■ IHRE AUFGABEN ■
**1.** Schreiben Sie aus dem Lesetext die Passage von „Doch schon kündigen“ bis einschließlich „geringer Impfbereitschaft sein.“ wortgetreu ab.
**2.** Zählen Sie alle Titel von Filmen, Zeitungen und Büchern auf, die im Lesetext genannt werden.
**3.** Wie alt war laut Lesetext Margaret Keenan?

■ LESETEXT ■
-=-=-=-=-

Sich gegen Covid-19 impfen zu lassen, ist ein moralisches Gebot.


Wie eine Pandemie endet, das haben schon die Macher des prophetischen Katastrophenfilms "Contagion" aus dem Jahr 2011 eindrucksvoll auf die Leinwand gebracht. In metallisch glänzenden Luftpolsterkuverts gehen die Impfdosen am Ende des Films wie wertvolle Kostbarkeiten von Hand zu Hand, in einer Szene köpft ein Filmprotagonist nach der erfolgten Impfung gemeinsam mit seiner Frau eine Flasche Sekt und feiert das Leben und den Triumph der Wissenschaft über das Virus.

Die Realität ist fast ebenso filmreif: Auf der Titelseite der "Wiener Zeitung" war vor kurzem die 90-jährige Margaret Keenan abgebildet, die als Erste im Westen außerhalb eines klinischen Tests gegen Covid-19 geimpft wurde. Die Impfung ist der Weg, den Menschen Normalität zurückzugeben - auch wenn das noch einige Monate dauern wird.

Doch schon kündigen sich die Debatten über Impfpflicht an, die FPÖ bringt bereits eine Kampagne gegen den "Impfzwang" in Stellung. Die politische Auseinandersetzung mit Impfgegnern kann vorerst noch warten. Denn wie Jonathan Berman, Autor des kürzlich erschienen Buches "Anti-vaxxers: How to Challenge a Misinformed Movement" feststellt, wird das vorrangige Problem der weltweiten Impfkampagne in den kommenden Monaten ein inadäquates Impfstoffangebot und nicht mangelnde Nachfrage wegen zu geringer Impfbereitschaft sein.

Die Antwort auf die Frage, ob es ein moralisches Gebot gibt, sich impfen zu lassen, ist übrigens recht leicht zu beantworten: Ja - sobald klar ist, dass die Impfung auch die Übertragung von Sars-CoV2 wirksam vermindert. Denn in diesem Fall ist das Risiko des Einzelnen im Vergleich zum erwartbaren Nutzen für die Gesellschaft vernachlässigbar.

-=-=-=-=-

Datensatzeinträge
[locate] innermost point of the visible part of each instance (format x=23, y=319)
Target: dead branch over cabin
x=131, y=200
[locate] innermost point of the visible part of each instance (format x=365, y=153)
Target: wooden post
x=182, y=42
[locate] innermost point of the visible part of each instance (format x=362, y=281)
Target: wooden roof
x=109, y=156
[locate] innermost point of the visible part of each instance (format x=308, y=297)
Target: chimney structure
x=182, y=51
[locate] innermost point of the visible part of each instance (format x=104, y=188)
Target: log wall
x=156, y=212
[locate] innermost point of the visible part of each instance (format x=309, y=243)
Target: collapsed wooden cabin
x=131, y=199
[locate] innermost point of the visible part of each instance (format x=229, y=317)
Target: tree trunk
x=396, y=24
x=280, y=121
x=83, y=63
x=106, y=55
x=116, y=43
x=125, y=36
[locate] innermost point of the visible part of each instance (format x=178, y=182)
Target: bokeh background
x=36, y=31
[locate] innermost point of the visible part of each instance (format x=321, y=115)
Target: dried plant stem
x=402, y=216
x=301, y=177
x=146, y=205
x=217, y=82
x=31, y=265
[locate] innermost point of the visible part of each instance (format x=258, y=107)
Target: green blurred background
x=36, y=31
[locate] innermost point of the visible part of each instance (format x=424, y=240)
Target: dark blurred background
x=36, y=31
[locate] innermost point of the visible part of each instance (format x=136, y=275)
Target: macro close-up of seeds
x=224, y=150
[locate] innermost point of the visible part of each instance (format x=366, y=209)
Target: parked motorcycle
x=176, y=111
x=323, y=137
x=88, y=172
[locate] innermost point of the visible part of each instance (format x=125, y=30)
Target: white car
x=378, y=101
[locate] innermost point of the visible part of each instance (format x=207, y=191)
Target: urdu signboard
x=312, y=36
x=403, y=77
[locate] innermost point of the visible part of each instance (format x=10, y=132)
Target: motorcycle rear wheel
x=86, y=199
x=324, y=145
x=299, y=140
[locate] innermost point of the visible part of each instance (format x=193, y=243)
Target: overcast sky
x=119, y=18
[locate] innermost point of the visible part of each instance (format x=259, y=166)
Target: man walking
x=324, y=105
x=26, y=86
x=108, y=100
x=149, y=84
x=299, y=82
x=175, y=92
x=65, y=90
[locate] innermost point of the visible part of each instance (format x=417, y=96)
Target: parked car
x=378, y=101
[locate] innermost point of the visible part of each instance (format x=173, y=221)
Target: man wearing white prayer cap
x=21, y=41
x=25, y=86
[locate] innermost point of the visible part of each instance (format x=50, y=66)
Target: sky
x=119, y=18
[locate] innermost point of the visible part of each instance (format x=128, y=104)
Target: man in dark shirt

-=-=-=-=-

■ LÖSUNGEN ■
**1.**
Doch schon kündigen sich die Debatten über Impfpflicht an, die FPÖ bringt bereits eine Kampagne gegen den "Impfzwang" in Stellung. Die politische Auseinandersetzung mit Impfgegnern kann vorerst noch warten. Denn wie Jonathan Berman, Autor des kürzlich erschienen Buches "Anti-vaxxers: How to Challenge a Misinformed Movement" feststellt, wird das vorrangige Problem der weltweiten Impfkampagne in den kommenden Monaten ein inadäquates Impfstoffangebot und nicht mangelnde Nachfrage wegen zu geringer Impfbereitschaft sein.

**2.** Contagion; Wiener Zeitung; Anti-vaxxers: How to Challenge a Misinformed Movement

**3.** Sie war 90 Jahre alt.